• _Short exercise_: Copy the records from their start through the line containing "x=557, y=313", changing every "innermost point" to "central point" and keeping the rest the same. Leave out the pictures.

• _Exercise data_:
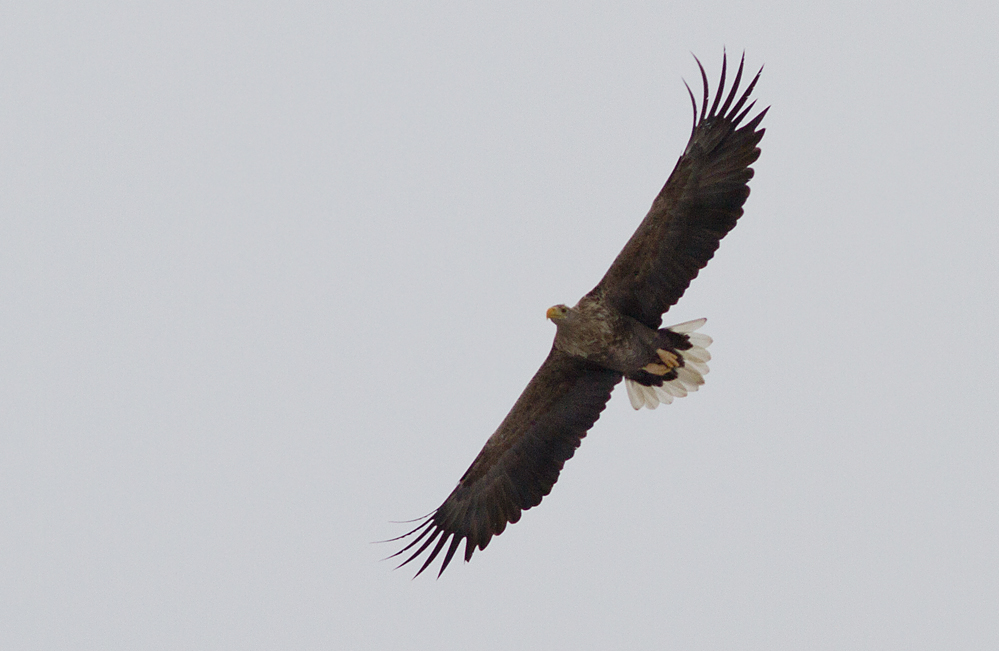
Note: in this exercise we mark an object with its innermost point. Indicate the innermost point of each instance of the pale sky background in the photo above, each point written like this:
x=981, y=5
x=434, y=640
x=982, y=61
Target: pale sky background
x=271, y=274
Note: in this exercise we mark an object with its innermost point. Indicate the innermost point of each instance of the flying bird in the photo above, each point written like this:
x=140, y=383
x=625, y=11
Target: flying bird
x=611, y=333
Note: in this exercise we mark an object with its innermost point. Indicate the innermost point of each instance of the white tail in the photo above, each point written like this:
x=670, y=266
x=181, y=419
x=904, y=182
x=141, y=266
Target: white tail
x=688, y=378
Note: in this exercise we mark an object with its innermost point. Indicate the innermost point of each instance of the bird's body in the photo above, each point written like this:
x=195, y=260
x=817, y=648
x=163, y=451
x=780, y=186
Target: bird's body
x=611, y=333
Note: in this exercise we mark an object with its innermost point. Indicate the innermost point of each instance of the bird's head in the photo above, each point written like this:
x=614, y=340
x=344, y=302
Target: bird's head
x=557, y=313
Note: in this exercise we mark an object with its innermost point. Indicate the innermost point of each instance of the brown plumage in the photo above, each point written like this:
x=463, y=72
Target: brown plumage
x=613, y=332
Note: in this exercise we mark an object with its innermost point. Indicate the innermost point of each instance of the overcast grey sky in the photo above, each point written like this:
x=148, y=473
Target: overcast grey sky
x=271, y=274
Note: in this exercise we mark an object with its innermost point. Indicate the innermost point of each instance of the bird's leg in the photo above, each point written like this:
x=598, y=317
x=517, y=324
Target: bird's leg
x=670, y=362
x=669, y=359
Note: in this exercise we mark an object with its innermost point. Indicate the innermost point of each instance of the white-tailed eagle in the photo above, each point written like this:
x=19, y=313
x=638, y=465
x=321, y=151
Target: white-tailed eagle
x=612, y=333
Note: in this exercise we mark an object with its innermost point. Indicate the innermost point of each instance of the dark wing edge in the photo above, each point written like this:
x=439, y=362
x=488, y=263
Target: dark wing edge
x=699, y=204
x=520, y=462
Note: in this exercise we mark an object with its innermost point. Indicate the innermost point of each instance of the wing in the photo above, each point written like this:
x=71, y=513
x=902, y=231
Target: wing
x=520, y=462
x=697, y=207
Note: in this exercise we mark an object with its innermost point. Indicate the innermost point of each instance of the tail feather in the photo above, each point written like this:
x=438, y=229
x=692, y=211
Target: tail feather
x=689, y=377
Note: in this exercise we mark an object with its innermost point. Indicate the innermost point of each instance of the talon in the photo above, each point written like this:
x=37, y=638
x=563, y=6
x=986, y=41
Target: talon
x=669, y=359
x=655, y=369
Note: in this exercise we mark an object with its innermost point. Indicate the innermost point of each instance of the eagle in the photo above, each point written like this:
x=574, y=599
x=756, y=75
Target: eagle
x=613, y=332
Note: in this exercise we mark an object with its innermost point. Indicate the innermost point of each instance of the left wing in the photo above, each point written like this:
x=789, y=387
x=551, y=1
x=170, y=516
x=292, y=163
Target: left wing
x=697, y=207
x=521, y=461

• _Solution_:
Note: in this exercise we mark an object with its central point. Indicate the central point of each instance of the pale sky background in the photo above, each point written like this:
x=981, y=5
x=434, y=640
x=982, y=61
Target: pale sky background
x=271, y=274
Note: in this exercise we mark an object with its central point. Indicate the central point of each instance of the flying bird in the photo above, each point written like this:
x=140, y=383
x=625, y=11
Target: flying bird
x=611, y=333
Note: in this exercise we mark an object with its central point. Indicate the central point of each instance of the white tail in the photo above, each point written like this:
x=670, y=266
x=181, y=419
x=904, y=182
x=141, y=266
Target: white tail
x=688, y=378
Note: in this exercise we mark an object with its central point. Indicate the central point of each instance of the bird's body in the photo above, each point written like this:
x=195, y=260
x=817, y=648
x=163, y=451
x=780, y=186
Target: bird's body
x=611, y=333
Note: in this exercise we mark an object with its central point. Indicate the central point of each instance of the bird's head in the photo above, each point written like this:
x=614, y=340
x=344, y=302
Target: bird's head
x=557, y=313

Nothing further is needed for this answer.